_Task instructions_
Your task is to retype, word for word, the lines from the start of the data through the line holding "Target: ceiling fan blade". Do not include the pictures.

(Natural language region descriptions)
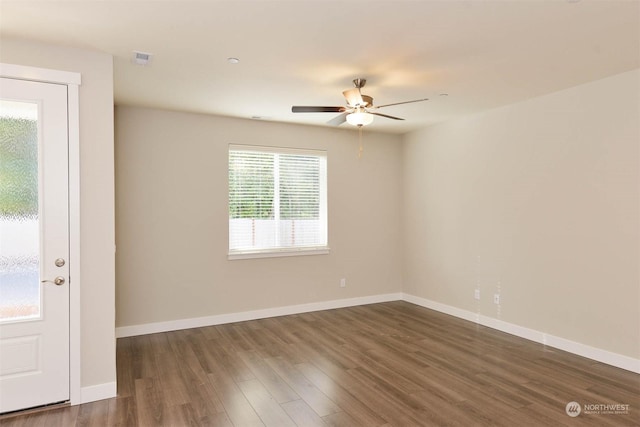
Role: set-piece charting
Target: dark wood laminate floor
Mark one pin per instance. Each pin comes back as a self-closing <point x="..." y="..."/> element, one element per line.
<point x="390" y="364"/>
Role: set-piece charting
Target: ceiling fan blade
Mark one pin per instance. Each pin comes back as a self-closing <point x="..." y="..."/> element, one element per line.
<point x="405" y="102"/>
<point x="316" y="109"/>
<point x="353" y="97"/>
<point x="338" y="120"/>
<point x="385" y="115"/>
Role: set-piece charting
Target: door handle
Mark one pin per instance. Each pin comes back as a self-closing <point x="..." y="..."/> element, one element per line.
<point x="57" y="281"/>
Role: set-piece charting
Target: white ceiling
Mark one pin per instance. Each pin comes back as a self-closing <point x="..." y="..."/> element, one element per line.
<point x="483" y="54"/>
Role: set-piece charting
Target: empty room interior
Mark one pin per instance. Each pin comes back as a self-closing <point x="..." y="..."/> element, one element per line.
<point x="321" y="213"/>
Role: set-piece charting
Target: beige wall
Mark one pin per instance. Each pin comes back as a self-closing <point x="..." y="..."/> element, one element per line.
<point x="96" y="196"/>
<point x="172" y="218"/>
<point x="539" y="201"/>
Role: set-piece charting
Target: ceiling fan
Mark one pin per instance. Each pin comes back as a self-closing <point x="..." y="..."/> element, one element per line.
<point x="359" y="110"/>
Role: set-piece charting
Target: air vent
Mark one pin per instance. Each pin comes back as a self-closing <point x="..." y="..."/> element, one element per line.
<point x="141" y="58"/>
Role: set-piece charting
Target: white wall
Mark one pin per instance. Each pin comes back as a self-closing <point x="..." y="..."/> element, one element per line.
<point x="538" y="201"/>
<point x="96" y="199"/>
<point x="172" y="218"/>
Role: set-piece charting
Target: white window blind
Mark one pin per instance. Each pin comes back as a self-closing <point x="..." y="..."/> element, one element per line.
<point x="277" y="201"/>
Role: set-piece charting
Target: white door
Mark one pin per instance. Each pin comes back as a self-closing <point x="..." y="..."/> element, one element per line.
<point x="34" y="245"/>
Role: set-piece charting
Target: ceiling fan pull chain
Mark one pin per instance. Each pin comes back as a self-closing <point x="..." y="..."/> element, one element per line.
<point x="360" y="147"/>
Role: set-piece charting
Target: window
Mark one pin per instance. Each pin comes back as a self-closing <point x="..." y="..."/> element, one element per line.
<point x="277" y="202"/>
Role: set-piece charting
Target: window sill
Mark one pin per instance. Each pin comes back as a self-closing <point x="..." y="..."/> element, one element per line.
<point x="277" y="253"/>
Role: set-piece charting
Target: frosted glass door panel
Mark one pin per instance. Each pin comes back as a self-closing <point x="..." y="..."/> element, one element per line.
<point x="19" y="225"/>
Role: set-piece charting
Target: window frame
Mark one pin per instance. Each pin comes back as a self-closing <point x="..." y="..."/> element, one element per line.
<point x="283" y="251"/>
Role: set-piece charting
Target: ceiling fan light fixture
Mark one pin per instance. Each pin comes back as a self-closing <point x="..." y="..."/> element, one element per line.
<point x="360" y="118"/>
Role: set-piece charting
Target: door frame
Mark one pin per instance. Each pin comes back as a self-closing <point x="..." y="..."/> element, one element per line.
<point x="72" y="81"/>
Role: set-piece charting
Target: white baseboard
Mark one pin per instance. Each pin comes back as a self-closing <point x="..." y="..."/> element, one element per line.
<point x="610" y="358"/>
<point x="97" y="392"/>
<point x="198" y="322"/>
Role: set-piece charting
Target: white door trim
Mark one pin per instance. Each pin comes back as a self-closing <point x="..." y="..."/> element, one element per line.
<point x="72" y="81"/>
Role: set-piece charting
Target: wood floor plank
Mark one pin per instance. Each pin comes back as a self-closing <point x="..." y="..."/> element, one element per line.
<point x="381" y="365"/>
<point x="302" y="414"/>
<point x="269" y="411"/>
<point x="317" y="400"/>
<point x="276" y="386"/>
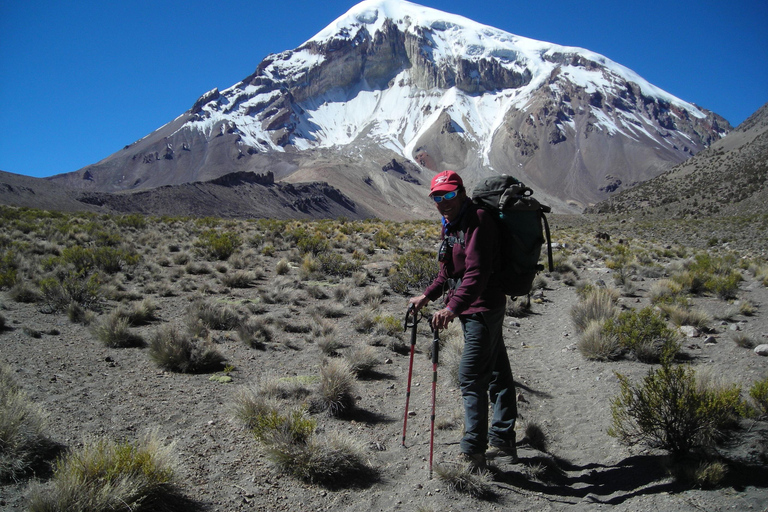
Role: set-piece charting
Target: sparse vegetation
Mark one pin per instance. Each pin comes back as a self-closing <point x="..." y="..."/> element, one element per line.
<point x="329" y="312"/>
<point x="109" y="475"/>
<point x="23" y="442"/>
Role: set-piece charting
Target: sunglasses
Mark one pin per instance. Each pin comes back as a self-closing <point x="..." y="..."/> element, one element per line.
<point x="445" y="197"/>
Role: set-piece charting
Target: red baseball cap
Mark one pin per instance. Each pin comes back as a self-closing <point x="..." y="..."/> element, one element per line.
<point x="445" y="181"/>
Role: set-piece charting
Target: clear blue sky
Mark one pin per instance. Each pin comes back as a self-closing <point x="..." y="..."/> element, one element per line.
<point x="80" y="80"/>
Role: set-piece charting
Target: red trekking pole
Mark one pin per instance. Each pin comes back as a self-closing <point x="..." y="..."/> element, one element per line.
<point x="411" y="312"/>
<point x="435" y="350"/>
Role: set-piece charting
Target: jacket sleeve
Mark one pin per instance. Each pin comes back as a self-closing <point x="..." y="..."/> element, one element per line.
<point x="435" y="290"/>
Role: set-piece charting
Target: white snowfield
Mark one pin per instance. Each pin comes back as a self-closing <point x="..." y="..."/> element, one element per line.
<point x="395" y="117"/>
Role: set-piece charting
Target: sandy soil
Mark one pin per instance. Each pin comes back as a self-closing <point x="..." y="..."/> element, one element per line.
<point x="88" y="389"/>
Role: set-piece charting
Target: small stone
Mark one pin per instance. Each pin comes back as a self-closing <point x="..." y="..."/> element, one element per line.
<point x="689" y="331"/>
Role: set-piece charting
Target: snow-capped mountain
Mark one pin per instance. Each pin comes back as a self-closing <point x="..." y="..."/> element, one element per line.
<point x="391" y="92"/>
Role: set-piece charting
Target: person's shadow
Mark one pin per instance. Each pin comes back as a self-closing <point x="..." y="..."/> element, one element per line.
<point x="636" y="475"/>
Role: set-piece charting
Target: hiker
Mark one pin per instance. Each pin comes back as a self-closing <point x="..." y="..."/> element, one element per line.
<point x="468" y="254"/>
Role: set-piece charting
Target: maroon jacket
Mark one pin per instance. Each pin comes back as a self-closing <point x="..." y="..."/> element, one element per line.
<point x="473" y="262"/>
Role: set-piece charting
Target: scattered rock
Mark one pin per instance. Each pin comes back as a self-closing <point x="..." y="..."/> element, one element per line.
<point x="689" y="331"/>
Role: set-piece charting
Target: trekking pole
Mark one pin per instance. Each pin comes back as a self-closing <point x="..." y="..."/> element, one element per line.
<point x="410" y="312"/>
<point x="435" y="350"/>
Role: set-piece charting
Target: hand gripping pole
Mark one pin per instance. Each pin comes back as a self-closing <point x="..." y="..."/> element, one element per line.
<point x="435" y="351"/>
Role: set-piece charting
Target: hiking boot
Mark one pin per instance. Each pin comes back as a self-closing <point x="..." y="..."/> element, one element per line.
<point x="508" y="449"/>
<point x="473" y="462"/>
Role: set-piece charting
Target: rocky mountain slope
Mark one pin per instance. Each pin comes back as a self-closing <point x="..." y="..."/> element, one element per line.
<point x="236" y="195"/>
<point x="728" y="179"/>
<point x="394" y="81"/>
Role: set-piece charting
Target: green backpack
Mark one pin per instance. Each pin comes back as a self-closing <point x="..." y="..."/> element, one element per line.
<point x="522" y="225"/>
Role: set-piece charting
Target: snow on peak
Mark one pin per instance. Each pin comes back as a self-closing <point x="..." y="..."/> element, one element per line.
<point x="457" y="36"/>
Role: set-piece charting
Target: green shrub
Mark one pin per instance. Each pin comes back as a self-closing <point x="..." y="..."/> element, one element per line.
<point x="132" y="220"/>
<point x="79" y="287"/>
<point x="598" y="345"/>
<point x="22" y="424"/>
<point x="106" y="475"/>
<point x="177" y="351"/>
<point x="645" y="333"/>
<point x="415" y="269"/>
<point x="334" y="264"/>
<point x="596" y="304"/>
<point x="708" y="273"/>
<point x="254" y="332"/>
<point x="336" y="387"/>
<point x="8" y="268"/>
<point x="669" y="410"/>
<point x="218" y="245"/>
<point x="215" y="316"/>
<point x="114" y="332"/>
<point x="759" y="394"/>
<point x="263" y="417"/>
<point x="334" y="461"/>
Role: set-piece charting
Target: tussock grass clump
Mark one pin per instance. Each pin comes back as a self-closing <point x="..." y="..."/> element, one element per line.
<point x="107" y="475"/>
<point x="534" y="435"/>
<point x="362" y="360"/>
<point x="459" y="480"/>
<point x="597" y="303"/>
<point x="24" y="293"/>
<point x="215" y="316"/>
<point x="22" y="426"/>
<point x="743" y="340"/>
<point x="414" y="269"/>
<point x="261" y="414"/>
<point x="238" y="279"/>
<point x="696" y="471"/>
<point x="759" y="395"/>
<point x="329" y="344"/>
<point x="255" y="332"/>
<point x="64" y="287"/>
<point x="334" y="461"/>
<point x="179" y="351"/>
<point x="682" y="315"/>
<point x="705" y="273"/>
<point x="335" y="392"/>
<point x="670" y="410"/>
<point x="645" y="333"/>
<point x="217" y="245"/>
<point x="114" y="331"/>
<point x="281" y="291"/>
<point x="519" y="307"/>
<point x="143" y="313"/>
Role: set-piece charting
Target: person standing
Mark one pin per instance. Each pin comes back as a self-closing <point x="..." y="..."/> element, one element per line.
<point x="468" y="255"/>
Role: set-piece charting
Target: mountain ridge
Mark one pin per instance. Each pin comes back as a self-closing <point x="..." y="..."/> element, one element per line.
<point x="392" y="80"/>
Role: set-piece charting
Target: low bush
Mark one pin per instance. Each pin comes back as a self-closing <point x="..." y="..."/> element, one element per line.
<point x="215" y="315"/>
<point x="596" y="344"/>
<point x="335" y="392"/>
<point x="671" y="411"/>
<point x="22" y="427"/>
<point x="213" y="244"/>
<point x="114" y="332"/>
<point x="334" y="461"/>
<point x="178" y="351"/>
<point x="596" y="304"/>
<point x="59" y="291"/>
<point x="414" y="269"/>
<point x="645" y="333"/>
<point x="759" y="394"/>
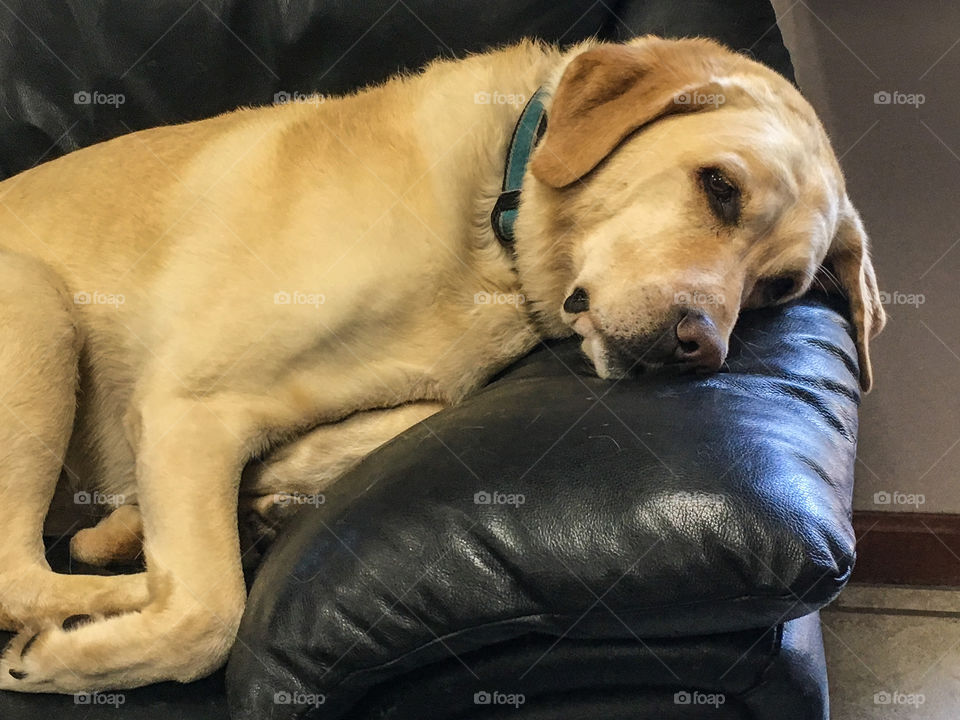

_Output_
Role: set-piece charting
Target: dark wood laminate floor
Mark one pin per instance. Each pin comes back as a self-closing <point x="..." y="..."/> element, one element per line.
<point x="390" y="364"/>
Role: set-piece charting
Target: ceiling fan blade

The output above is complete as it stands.